“The heartbeat of racism is denial, and heartbeat of antiracism is confession.” — Ibram X. Kendi
Historian and antiracist scholar Ibram X. Kendi called on Mitchell Hamline and other law schools to be at the center of antiracism work in the United States, during an online event Monday evening. The discussion, which drew more than 1,000 people, is believed to be the largest non-commencement event held at Mitchell Hamline or its legacy schools in recent memory.
“The crux of the solution will be law and policy,” Kendi said. “Those who are studying law who become policymakers will be in the forefront of creating an anti-racist society.”
Kendi is the author of six award-winning and bestselling books, including “How to be an Antiracist.” His latest work, which he co-edited, is “Four Hundred Souls,” a history of African America as told through the contributions of 90 leading Black voices.
Kendi focused during Monday evening’s event on the importance of knowing the history that got us to here.
As one example, he outlined the history behind the terms “color-blind” and “race neutral,” noting they were borne from racist pasts that many people who use the terms are not aware of.

*What you are asked to do*. Resume the article about Ibram X. Kendi's talk at Mitchell Hamline, picking up after its final sentence. The lines after this point can be left aside.

*Dataset excerpt*.

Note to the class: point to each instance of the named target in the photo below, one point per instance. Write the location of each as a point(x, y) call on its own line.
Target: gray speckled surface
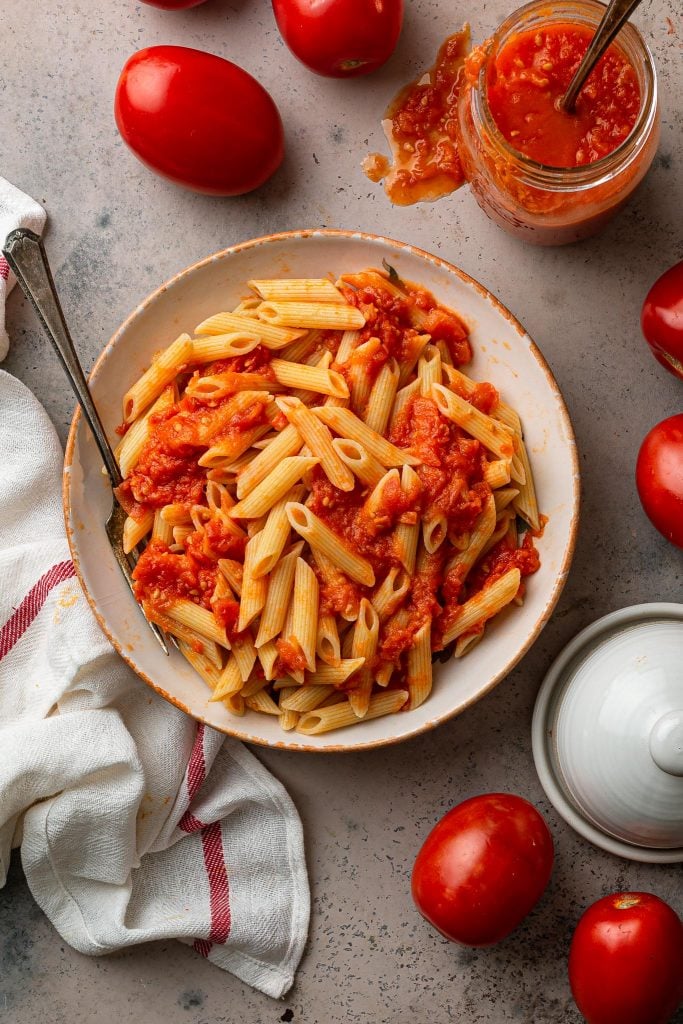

*Final result*.
The term “color-blind,” Kendi notes, came from Justice John Marshall Harlan’s lone dissent in the 1896 Plessy v. Ferguson ruling that upheld Jim Crow segregation laws. While Harlan laudably described the Constitution as “color-blind,” Kendi reminded attendees the justice also noted in the same dissent that “the white race deems itself to be the dominant race in this country. And so it is, in prestige, in achievements, in education, in wealth, and in power.”
“The concept of color-blind also came in the same section in which [Justice Harland] substantiated white supremacy,” Kendi said.
“What’s tragic is you had certain Americans who were able to convince other Americans that anti-racist policies would hurt white Americans because they were helping people of color. They convinced us it was a zero-sum game.”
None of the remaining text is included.